> Source text
☆ ☆ ☆ ☆

So when I asked Malik, do you mind being called a “Wang hong”, he answered bluntly, “I wasn’t enjoying it that much at first.”

Malik looks more mature than an average 25-year-old. What normal people would achieve in 8 years, he used only 4. He’s smart, quick, have a clear mind and is eager for more knowledge. He knows something about everything: whiskey, cigars, suits, broadcasting…he even has not one, but two “dressing philosophies”. Talking to him makes you feel that, there is more to life than just a job. No matter what job he does, Malik would still impress you, just by being himself. 

Malik is the future of menswear – a rebel who respects classics, a gentleman who appreciates a pair of trendy sneakers, a millennial who isn’t afraid of being labelled… But most importantly, he seems to know what he is doing, and he does it pretty well.

/On His Very First Suit

Tony Sporano in The Sopranos

“I got my first suit when I was 17, when I was in high school. My uncle needed a host for the opening of his new law firm. He thought ‘why not use someone for the family?’ and gave me the job of host. He said, ‘well now you need a suit to be the host’. So, he gave me 1000 RMB for the job, and I used every penny to buy my very first suit.” 

“That suit was grey, using a shiny fabric, with black lining, kind of like what you’d see in an Italian gangster film, very classic. I still have it.”

“I still remember two of my very good buddies went to buy that suit with me. They helped me pick it. That was probably the most ‘adult’ thing we did, at that age.”  

/On His Journey to Tailoring

“My first tailored suit was actually made at PRINCIPLE M. That was in 2016, I was doing a reality tv show, where I go out and experience other people’s job, like a carpenter, a gym trainer and for the clothing industry, I came to Justin’s shop; Principle M. We met during that show, and then I made my first suit with him.”

“It was a grey suit with notch lapels. That was also the first time I learned that you can add adjustment tabs on your trousers instead of belt loops. Also, that you can make the trousers with a high-rise. My first tailored suit changed everything I knew about suits.”

☆ ☆ ☆ ☆

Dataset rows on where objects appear
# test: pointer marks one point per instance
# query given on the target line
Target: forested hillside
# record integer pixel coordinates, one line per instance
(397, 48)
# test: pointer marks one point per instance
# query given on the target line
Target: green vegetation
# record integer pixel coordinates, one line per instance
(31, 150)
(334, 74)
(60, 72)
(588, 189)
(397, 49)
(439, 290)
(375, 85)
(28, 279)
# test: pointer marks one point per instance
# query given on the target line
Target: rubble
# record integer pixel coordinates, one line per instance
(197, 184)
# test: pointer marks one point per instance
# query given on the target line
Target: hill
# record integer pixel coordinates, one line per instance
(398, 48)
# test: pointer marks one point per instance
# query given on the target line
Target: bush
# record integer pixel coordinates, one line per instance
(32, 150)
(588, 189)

☆ ☆ ☆ ☆

> Exercise instructions
In the profile of Malik above, condense the paragraph beginning "My first tailored suit was actually made at PRINCIPLE M." into a short bulleted list that keeps its main facts.

> Exercise solution
- Malik's first tailored suit was made at Principle M, Justin's shop.
- This happened in 2016, when he was doing a reality TV show in which he tried other people's jobs, such as carpenter and gym trainer.
- For the clothing industry episode, he came to Principle M and met Justin.
- After meeting on the show, he made his first suit with Justin.